### [Given task]
Sum up the text about the inquest into Diana's death in two sentences.

In September 2006, a date for when the inquest might take place was put at the earliest 2007, possibly 2008. Even then, asked the conspiracy theorists, would everything be disclosed? How “routine” had Diana’s “partial embalming” been? Why didn’t the National Security Agency in Washington release their surveillance tapes of Diana and Dodi it had made in the last weeks of their lives? Did the tapes add anything of value to the investigation? Even if the couple had clipped on their seatbelts as the Mercedes hurtled them to their deaths, would that have saved their lives? Was Diana pregnant? Her close friend, Rosa Monckton, had told the Stevens investigators that on August 20, 1997, when she said good-bye to Diana eleven days before her death, Diana’s menstrual cycle had started. But even then the questions had been asked. How long was her menstrual bleeding? Had she been able to bear a child by the time her menstrual cycle stopped? And finally, what had the investigators discovered about the role of the intelligence service—not least Mossad?
In one of those surprise statements, which had become a hallmark of the Blair government, it was announced after the ninth anniversary of Diana’s death that a replacement for the Royal Coroner had been found. She was Baroness Elizabeth Butler-Sloss, a retired High Court judge. She had agreed to come out of retirement to preside over the inquest into Diana’s death. An indication of the formidable reading task she faced came when Lord Stevens announced his detectives had so far taken 1,500 witness statements, many more than the previous figure.

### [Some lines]
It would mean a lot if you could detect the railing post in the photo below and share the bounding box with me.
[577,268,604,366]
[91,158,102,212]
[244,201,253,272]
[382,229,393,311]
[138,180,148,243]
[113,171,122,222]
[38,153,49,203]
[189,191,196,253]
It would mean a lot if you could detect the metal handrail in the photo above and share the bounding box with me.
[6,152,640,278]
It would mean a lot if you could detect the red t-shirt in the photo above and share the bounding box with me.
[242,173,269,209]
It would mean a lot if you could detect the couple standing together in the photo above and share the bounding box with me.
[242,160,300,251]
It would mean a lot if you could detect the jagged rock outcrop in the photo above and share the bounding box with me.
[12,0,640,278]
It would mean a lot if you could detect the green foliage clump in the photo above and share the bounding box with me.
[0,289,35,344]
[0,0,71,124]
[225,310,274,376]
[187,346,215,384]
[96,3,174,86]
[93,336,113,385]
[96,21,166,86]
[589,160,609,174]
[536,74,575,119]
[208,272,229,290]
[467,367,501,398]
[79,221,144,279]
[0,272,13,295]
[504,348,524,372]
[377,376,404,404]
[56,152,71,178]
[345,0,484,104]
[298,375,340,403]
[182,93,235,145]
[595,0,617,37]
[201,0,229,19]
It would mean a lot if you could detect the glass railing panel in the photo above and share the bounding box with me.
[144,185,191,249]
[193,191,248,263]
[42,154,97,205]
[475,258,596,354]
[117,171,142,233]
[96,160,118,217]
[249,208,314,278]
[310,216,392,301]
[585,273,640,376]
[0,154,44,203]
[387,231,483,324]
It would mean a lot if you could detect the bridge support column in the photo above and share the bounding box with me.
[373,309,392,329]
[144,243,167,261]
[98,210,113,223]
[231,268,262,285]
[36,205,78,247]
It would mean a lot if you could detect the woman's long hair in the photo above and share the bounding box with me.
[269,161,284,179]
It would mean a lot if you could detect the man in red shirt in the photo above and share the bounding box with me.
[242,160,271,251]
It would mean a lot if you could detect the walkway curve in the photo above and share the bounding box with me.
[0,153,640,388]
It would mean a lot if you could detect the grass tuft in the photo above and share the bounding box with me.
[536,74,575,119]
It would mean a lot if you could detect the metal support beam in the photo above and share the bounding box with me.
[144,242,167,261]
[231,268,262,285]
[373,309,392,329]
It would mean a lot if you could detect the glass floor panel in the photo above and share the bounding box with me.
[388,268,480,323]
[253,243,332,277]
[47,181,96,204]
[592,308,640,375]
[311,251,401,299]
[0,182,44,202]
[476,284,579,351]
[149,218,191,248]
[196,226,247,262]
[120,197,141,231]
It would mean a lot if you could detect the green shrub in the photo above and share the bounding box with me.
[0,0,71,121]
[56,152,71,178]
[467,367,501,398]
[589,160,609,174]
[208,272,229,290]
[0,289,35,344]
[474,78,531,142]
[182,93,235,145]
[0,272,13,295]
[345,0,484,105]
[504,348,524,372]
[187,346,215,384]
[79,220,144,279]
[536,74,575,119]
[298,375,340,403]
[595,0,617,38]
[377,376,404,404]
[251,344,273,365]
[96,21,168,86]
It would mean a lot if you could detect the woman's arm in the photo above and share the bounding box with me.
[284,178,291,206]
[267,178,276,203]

### [Finished exercise]
In September 2006, the inquest into Diana's death was expected no earlier than 2007, possibly 2008, and conspiracy theorists asked whether everything would be disclosed, raising questions about her "partial embalming," the National Security Agency's surveillance tapes, seatbelts, a possible pregnancy and the role of intelligence services such as Mossad. After the ninth anniversary of her death, retired High Court judge Baroness Elizabeth Butler-Sloss was announced as the replacement for the Royal Coroner who would preside over the inquest, and Lord Stevens said his detectives had so far taken 1,500 witness statements.